-- start PROVIDED DATA --

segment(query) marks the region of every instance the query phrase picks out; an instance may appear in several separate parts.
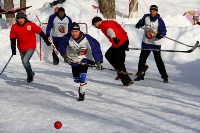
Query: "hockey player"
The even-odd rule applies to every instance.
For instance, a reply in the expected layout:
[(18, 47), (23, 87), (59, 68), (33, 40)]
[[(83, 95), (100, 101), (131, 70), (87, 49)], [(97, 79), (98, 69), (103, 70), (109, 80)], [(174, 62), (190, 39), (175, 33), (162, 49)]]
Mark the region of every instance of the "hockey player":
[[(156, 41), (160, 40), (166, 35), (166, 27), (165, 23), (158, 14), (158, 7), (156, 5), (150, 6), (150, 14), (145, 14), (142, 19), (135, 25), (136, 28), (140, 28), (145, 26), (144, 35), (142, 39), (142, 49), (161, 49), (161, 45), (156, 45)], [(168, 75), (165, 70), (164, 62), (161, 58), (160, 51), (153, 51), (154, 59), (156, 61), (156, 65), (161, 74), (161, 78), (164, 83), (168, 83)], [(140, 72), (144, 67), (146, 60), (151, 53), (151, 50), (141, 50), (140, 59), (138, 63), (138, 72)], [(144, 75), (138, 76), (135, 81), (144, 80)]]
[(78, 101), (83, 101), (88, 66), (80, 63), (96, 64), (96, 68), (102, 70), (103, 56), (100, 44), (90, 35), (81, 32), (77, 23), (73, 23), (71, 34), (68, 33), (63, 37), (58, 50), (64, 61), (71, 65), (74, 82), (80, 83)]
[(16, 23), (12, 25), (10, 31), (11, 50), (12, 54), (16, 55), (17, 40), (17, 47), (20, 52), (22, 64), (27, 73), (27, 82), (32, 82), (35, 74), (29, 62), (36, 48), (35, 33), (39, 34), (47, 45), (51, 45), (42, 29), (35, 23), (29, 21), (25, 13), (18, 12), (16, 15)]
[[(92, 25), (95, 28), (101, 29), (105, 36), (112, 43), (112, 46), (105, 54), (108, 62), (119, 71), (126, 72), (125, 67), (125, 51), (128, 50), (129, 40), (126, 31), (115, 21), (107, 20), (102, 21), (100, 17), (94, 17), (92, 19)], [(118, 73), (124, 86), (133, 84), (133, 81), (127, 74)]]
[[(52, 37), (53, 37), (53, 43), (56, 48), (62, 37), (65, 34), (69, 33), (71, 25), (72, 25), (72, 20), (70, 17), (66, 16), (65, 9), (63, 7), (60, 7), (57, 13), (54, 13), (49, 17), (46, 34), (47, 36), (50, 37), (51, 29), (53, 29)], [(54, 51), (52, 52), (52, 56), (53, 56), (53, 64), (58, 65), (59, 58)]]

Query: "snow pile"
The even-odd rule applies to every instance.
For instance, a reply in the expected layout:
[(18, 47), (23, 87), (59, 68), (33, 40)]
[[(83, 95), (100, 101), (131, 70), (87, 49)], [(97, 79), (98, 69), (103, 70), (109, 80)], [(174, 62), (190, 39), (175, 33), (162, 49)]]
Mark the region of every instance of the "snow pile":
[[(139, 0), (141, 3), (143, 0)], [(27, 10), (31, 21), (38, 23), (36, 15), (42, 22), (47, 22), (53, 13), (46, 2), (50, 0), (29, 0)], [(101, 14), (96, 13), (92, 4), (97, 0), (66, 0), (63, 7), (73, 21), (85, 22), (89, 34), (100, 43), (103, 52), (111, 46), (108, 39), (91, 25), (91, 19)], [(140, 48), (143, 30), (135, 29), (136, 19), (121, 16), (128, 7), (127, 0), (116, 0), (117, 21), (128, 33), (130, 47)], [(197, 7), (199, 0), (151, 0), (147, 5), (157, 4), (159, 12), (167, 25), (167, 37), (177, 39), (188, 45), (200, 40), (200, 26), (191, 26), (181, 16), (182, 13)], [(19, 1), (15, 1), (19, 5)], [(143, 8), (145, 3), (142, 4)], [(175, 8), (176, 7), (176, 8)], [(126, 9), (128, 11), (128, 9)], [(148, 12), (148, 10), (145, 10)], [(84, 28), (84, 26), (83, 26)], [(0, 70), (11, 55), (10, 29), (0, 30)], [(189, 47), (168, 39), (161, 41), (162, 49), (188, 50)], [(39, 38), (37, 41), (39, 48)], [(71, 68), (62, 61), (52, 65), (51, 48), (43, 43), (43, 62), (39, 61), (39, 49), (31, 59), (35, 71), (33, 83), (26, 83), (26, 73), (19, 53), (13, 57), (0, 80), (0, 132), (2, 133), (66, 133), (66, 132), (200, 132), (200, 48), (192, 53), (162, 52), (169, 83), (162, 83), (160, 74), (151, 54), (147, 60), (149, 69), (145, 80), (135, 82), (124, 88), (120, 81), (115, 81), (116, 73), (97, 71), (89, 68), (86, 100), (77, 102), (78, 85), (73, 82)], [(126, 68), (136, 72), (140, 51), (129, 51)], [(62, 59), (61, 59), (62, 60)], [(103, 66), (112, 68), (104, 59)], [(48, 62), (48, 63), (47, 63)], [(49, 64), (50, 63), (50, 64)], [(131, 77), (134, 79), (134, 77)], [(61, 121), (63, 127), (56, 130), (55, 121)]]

-- end PROVIDED DATA --

● OBJECTIVE
Write the entries above out in full, exactly, with no images.

● OUTPUT OF THE EXERCISE
segment(query) marks the region of every instance the query phrase picks out; an instance may appear in several separate parts.
Query: "hockey player"
The even-odd rule applies to every instance.
For instance, a reply in the expected layout:
[(18, 47), (23, 87), (59, 68), (33, 40)]
[[(83, 95), (100, 101), (131, 70), (87, 49)], [(97, 79), (98, 69), (103, 70), (109, 80)], [(174, 62), (190, 39), (175, 33), (162, 49)]]
Mark the region of every instance of the "hockey player":
[[(156, 41), (160, 40), (166, 35), (166, 27), (165, 23), (158, 14), (158, 7), (156, 5), (150, 6), (150, 14), (145, 14), (142, 19), (135, 25), (136, 28), (140, 28), (145, 26), (144, 35), (142, 39), (142, 49), (161, 49), (161, 45), (156, 45)], [(168, 75), (165, 70), (164, 62), (161, 58), (160, 51), (153, 51), (154, 59), (156, 61), (156, 65), (161, 74), (161, 78), (164, 83), (168, 83)], [(140, 72), (144, 67), (146, 60), (151, 53), (151, 50), (141, 50), (140, 59), (138, 63), (138, 72)], [(144, 75), (138, 76), (135, 81), (144, 80)]]
[(78, 101), (83, 101), (88, 66), (80, 63), (96, 64), (96, 68), (102, 70), (103, 56), (100, 44), (90, 35), (81, 32), (77, 23), (73, 23), (71, 34), (68, 33), (63, 37), (58, 50), (64, 61), (71, 65), (74, 82), (80, 83)]
[(16, 23), (12, 25), (10, 31), (11, 50), (12, 54), (16, 55), (17, 40), (17, 47), (20, 52), (22, 64), (27, 73), (27, 82), (32, 82), (35, 74), (29, 62), (36, 48), (35, 33), (39, 34), (47, 45), (51, 45), (42, 29), (35, 23), (29, 21), (25, 13), (18, 12), (16, 15)]
[[(92, 25), (95, 28), (101, 29), (105, 36), (112, 43), (112, 46), (105, 54), (108, 62), (119, 71), (126, 72), (125, 67), (125, 51), (128, 50), (129, 40), (126, 31), (115, 21), (107, 20), (102, 21), (100, 17), (94, 17), (92, 19)], [(118, 73), (124, 86), (133, 84), (133, 81), (127, 74)]]
[[(52, 37), (53, 37), (53, 43), (56, 48), (62, 37), (65, 34), (69, 33), (71, 25), (72, 25), (72, 20), (70, 17), (66, 16), (65, 9), (63, 7), (60, 7), (57, 13), (54, 13), (49, 17), (46, 34), (47, 36), (50, 37), (51, 29), (53, 29)], [(54, 51), (52, 52), (52, 56), (53, 56), (53, 64), (58, 65), (59, 58)]]

Query: "snow pile"
The even-odd rule applies to every instance.
For instance, a reply in the expected layout:
[(18, 47), (23, 87), (59, 68), (33, 40)]
[[(83, 95), (100, 101), (131, 70), (87, 49)], [(97, 79), (98, 69), (103, 70), (109, 80)], [(174, 62), (190, 39), (175, 33), (162, 49)]]
Mark the region of every instance of the "snow pile":
[[(139, 0), (141, 3), (143, 0)], [(27, 10), (31, 21), (38, 23), (36, 15), (42, 22), (47, 22), (53, 13), (46, 2), (50, 0), (29, 0)], [(101, 14), (96, 13), (92, 4), (97, 0), (66, 0), (63, 7), (73, 21), (85, 22), (89, 34), (100, 43), (103, 52), (111, 46), (108, 39), (91, 25), (91, 19)], [(140, 48), (143, 30), (135, 29), (136, 19), (121, 16), (128, 7), (127, 0), (116, 0), (117, 21), (128, 33), (130, 47)], [(197, 7), (199, 0), (151, 0), (147, 5), (157, 4), (159, 12), (167, 25), (167, 37), (177, 39), (188, 45), (200, 40), (200, 26), (191, 26), (181, 16), (182, 13)], [(19, 1), (15, 1), (19, 5)], [(143, 8), (145, 3), (142, 4)], [(175, 8), (176, 7), (176, 8)], [(126, 9), (128, 11), (128, 9)], [(148, 12), (148, 10), (145, 10)], [(84, 28), (84, 26), (83, 26)], [(0, 70), (11, 55), (10, 29), (0, 30)], [(189, 47), (168, 39), (161, 41), (162, 49), (188, 50)], [(39, 38), (37, 41), (39, 48)], [(71, 68), (62, 61), (52, 65), (51, 48), (43, 43), (43, 62), (39, 61), (39, 49), (31, 59), (35, 71), (33, 83), (26, 83), (26, 73), (19, 53), (13, 57), (0, 80), (0, 132), (2, 133), (66, 133), (66, 132), (200, 132), (200, 48), (192, 53), (162, 52), (169, 83), (162, 83), (160, 74), (151, 54), (147, 60), (149, 69), (145, 80), (135, 82), (124, 88), (120, 81), (115, 81), (116, 73), (97, 71), (89, 68), (86, 100), (77, 102), (78, 85), (73, 82)], [(126, 68), (136, 72), (140, 51), (129, 51)], [(62, 59), (61, 59), (62, 60)], [(103, 66), (112, 68), (104, 59)], [(48, 62), (48, 63), (47, 63)], [(49, 64), (50, 63), (50, 64)], [(131, 77), (134, 79), (134, 77)], [(61, 121), (63, 127), (56, 130), (55, 121)]]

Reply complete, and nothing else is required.